- _Task to carry out_
Pick out each line in the entries below that contains the word "white" and copy those lines.

-- Start --

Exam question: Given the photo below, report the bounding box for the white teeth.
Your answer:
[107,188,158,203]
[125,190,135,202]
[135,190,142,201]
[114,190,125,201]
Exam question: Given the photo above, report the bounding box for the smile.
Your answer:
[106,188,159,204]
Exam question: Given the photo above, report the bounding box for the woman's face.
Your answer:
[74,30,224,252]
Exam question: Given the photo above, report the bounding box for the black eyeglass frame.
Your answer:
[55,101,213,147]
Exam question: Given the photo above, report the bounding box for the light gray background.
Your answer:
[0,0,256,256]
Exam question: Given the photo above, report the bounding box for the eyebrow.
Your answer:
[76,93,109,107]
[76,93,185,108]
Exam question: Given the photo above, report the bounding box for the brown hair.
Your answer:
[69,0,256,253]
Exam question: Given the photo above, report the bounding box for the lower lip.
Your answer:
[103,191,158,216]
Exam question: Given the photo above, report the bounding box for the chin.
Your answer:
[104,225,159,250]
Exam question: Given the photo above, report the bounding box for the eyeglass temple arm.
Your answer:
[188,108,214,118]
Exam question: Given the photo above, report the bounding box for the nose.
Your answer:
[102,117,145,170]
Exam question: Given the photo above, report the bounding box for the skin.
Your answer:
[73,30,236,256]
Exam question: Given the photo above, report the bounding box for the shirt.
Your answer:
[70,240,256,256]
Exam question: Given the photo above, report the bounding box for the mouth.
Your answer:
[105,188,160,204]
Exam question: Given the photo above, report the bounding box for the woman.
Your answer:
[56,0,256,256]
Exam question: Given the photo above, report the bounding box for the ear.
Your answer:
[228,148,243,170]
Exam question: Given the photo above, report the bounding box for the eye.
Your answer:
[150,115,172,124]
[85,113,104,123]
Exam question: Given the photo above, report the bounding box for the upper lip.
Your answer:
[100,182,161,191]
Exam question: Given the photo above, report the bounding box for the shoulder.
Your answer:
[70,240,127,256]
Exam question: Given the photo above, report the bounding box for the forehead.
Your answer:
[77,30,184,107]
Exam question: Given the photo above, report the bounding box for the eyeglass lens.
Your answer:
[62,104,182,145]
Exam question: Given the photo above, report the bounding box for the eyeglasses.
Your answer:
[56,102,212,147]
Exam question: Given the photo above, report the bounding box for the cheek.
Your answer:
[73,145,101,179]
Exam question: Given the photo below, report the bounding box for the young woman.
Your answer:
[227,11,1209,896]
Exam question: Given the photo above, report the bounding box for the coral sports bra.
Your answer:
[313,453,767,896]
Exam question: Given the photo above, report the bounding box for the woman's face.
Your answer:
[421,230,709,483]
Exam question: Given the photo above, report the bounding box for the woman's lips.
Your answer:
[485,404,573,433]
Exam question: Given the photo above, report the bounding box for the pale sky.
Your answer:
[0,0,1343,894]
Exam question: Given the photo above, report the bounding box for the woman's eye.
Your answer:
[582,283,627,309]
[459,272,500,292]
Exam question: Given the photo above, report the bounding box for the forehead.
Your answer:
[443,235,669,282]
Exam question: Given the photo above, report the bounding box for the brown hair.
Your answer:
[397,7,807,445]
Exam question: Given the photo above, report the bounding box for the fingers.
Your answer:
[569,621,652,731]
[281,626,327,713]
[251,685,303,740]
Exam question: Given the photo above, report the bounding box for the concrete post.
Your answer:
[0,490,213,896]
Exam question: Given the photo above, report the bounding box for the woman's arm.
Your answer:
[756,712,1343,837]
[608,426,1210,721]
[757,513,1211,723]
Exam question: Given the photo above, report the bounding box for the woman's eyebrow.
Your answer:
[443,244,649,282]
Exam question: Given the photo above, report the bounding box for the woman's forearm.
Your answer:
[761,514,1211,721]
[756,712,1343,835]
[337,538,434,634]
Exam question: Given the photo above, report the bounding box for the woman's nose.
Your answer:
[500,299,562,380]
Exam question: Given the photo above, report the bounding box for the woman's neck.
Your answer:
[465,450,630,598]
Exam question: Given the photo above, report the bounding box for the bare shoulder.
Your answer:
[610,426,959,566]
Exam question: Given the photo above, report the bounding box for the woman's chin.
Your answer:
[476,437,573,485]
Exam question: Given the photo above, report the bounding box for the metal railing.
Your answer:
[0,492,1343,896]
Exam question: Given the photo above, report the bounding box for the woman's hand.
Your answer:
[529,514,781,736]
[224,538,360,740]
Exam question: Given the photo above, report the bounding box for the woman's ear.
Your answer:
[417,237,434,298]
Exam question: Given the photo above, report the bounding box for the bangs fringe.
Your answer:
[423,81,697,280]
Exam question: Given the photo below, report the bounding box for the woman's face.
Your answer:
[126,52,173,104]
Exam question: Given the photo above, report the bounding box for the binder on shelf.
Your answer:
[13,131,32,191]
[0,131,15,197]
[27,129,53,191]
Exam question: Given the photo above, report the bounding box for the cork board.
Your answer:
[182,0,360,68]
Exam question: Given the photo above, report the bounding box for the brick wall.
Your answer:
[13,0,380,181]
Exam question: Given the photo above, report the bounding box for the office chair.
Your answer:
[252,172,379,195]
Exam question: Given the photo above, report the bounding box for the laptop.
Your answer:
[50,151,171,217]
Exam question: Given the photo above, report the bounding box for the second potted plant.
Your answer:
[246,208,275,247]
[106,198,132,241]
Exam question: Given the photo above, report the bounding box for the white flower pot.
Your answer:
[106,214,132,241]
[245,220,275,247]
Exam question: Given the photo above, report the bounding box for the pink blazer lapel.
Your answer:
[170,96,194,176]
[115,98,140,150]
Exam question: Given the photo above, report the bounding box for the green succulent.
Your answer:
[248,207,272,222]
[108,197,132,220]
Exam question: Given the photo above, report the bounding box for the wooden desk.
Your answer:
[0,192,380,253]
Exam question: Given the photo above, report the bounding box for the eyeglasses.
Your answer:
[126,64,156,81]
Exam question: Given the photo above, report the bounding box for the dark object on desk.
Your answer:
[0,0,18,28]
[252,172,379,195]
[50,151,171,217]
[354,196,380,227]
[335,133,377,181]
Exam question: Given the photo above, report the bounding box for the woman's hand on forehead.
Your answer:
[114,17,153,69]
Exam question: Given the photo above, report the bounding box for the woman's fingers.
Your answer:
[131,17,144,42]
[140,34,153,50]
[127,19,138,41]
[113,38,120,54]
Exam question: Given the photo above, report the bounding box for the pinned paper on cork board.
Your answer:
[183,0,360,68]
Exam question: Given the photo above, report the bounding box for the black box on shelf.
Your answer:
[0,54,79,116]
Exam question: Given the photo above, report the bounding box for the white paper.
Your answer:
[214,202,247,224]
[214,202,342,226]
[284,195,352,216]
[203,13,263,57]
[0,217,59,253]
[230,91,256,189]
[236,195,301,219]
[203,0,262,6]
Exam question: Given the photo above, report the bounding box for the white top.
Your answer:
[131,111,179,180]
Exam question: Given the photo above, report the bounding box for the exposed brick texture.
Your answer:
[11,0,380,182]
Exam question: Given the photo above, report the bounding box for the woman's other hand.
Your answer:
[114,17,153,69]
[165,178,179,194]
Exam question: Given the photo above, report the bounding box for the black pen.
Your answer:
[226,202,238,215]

-- End --

- _Task answer_
Exam question: Given the photo below, report the bounding box for the white teeth.
Exam question: Given the photo above, report the bounding box for the white flower pot.
Exam question: Given the photo above, report the bounding box for the white paper.
Exam question: Given the photo above, report the bounding box for the white top.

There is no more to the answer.